Work instruction 1 →
Answer these questions from the passage on India's trade:
(a) What share of total imports did pearls, precious and semi-precious stones account for in 2000-01?
(b) What was the value of India's imports of mineral fuels, including oil, in the financial year 2021?
(c) By how much did wheat exports increase during April-December 2001?
Work instruction 2 →
Reproduce the passage on India's trade word for word from "- Gems and precious" to "marine products. (2003)".

Text passage →
BEGIN
The Financial Times Stock Exchange 100 Index (FTSE 100 Index) is a share index representing the top 100 companies listed on the London Stock Exchange, based on market capitalization.
Q16. Among the following commodities imported by India during the year 2000-01, which one was the highest in terms of rupee value? (2003)
(a) Edible oil
(b) Fertilisers
(c) Organic and inorganic chemicals
(d) Pearls, precious and semi-precious stones
Ans. (d)
During the fiscal year 2000-01, the commodities imported at the highest value in India were pearls, precious, and semi-precious stones, accounting for 8.3% of the total imports.
In the financial year 2021, the leading commodities imported by India and their respective shares of total imports were as follows:
- Mineral fuels, including oil: US $170.4 billion (29.9% of total imports)
- Gems and precious metals: $88.3 billion (15.5%)
- Electrical machinery and equipment: $56.7 billion (9.9%)
- Machinery, including computers: $48.4 billion (8.5%)
- Organic chemicals: $27.2 billion (4.8%)
Q17. Assertion (A) During the year 2001-02, the value of India’s total exports declined, registering a negative growth of 2.17%. Reason (R) During the year 2001-02, negative growth in exports was witnessed in respect of iron and steel, coffee, textiles and marine products. (2003)
Codes
(a) Both A and R are true and R is the correct explanation of A.
(b) Both A and R are true, but R is not the correct explanation of A.
(c) A is true, but R is false.
(d) A is false, but R is true.
Ans. (d)
A is false, but R is true. During the year 2001-02, negative growth in exports was indeed observed for iron and steel, coffee, textiles, and marine products.
India’s export of principal commodities experienced a negative growth rate of 0.82% during the period of April-December 2001, despite a significant increase of over 48% in wheat exports.
END
Information given →
BEGIN
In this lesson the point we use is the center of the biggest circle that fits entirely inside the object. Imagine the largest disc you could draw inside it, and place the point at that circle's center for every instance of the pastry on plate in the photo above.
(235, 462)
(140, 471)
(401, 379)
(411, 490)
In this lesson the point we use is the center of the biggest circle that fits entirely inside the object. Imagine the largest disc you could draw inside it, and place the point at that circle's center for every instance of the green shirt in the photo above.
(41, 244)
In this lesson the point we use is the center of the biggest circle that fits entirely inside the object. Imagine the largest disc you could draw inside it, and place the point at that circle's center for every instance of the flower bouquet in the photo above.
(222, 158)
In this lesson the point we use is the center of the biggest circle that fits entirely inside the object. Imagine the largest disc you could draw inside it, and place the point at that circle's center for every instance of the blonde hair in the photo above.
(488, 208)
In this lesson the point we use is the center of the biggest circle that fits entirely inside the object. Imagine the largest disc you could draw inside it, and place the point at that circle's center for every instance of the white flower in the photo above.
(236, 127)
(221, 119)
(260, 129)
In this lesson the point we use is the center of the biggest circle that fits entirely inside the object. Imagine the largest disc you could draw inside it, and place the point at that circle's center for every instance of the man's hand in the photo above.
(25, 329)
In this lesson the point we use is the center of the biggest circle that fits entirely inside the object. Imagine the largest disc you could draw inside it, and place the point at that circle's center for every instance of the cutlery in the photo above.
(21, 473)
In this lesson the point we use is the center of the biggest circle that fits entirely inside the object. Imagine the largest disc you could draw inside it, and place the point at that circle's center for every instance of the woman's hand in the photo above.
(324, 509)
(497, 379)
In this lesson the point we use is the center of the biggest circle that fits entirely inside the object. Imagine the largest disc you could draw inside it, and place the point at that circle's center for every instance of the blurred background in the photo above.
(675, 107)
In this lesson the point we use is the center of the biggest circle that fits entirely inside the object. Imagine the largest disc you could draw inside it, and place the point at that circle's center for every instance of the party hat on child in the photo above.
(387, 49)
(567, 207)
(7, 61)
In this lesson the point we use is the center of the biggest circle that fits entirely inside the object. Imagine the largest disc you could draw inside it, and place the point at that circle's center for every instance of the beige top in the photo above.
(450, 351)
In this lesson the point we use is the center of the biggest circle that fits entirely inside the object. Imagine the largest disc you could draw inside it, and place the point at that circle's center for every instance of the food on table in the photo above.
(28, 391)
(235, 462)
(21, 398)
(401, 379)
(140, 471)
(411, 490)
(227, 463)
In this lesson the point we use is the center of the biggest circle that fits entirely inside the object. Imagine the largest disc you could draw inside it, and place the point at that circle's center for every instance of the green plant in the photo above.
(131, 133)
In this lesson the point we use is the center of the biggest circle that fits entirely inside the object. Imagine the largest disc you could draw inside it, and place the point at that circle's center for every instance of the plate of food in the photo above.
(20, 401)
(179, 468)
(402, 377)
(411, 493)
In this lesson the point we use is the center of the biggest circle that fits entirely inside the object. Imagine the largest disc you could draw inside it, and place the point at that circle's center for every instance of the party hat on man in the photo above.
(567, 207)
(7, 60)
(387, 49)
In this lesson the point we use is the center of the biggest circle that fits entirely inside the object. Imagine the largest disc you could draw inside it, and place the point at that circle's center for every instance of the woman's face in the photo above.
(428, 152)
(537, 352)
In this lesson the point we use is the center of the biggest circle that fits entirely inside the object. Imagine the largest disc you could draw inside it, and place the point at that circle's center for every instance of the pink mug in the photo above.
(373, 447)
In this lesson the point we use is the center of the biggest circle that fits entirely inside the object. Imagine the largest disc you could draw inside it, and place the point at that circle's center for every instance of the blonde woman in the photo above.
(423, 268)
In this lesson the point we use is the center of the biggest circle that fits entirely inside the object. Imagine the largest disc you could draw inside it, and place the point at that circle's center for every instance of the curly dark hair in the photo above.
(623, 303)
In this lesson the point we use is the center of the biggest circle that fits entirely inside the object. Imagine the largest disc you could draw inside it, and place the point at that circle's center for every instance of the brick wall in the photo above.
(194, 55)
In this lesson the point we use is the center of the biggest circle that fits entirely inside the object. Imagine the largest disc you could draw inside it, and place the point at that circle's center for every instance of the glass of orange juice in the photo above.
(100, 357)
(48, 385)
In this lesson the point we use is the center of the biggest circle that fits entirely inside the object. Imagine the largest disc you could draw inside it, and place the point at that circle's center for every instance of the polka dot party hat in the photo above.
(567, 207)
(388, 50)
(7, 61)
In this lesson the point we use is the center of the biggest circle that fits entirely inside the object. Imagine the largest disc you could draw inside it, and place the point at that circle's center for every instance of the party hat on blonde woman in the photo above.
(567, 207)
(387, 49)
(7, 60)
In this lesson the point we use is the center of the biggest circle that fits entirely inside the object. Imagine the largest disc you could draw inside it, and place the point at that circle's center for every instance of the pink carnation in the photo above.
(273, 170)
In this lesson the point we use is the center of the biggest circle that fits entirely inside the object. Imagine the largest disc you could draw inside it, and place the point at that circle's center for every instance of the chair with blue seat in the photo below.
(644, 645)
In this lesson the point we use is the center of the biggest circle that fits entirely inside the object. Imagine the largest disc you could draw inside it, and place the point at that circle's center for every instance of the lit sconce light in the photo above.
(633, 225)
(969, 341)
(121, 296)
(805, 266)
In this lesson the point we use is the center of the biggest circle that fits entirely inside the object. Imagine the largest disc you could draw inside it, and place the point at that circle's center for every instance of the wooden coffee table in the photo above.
END
Exercise solution 1 →
(a) 8.3%
(b) US $170.4 billion
(c) Over 48%

Exercise solution 2 →
- Gems and precious metals: $88.3 billion (15.5%)
- Electrical machinery and equipment: $56.7 billion (9.9%)
- Machinery, including computers: $48.4 billion (8.5%)
- Organic chemicals: $27.2 billion (4.8%)
Q17. Assertion (A) During the year 2001-02, the value of India’s total exports declined, registering a negative growth of 2.17%. Reason (R) During the year 2001-02, negative growth in exports was witnessed in respect of iron and steel, coffee, textiles and marine products. (2003)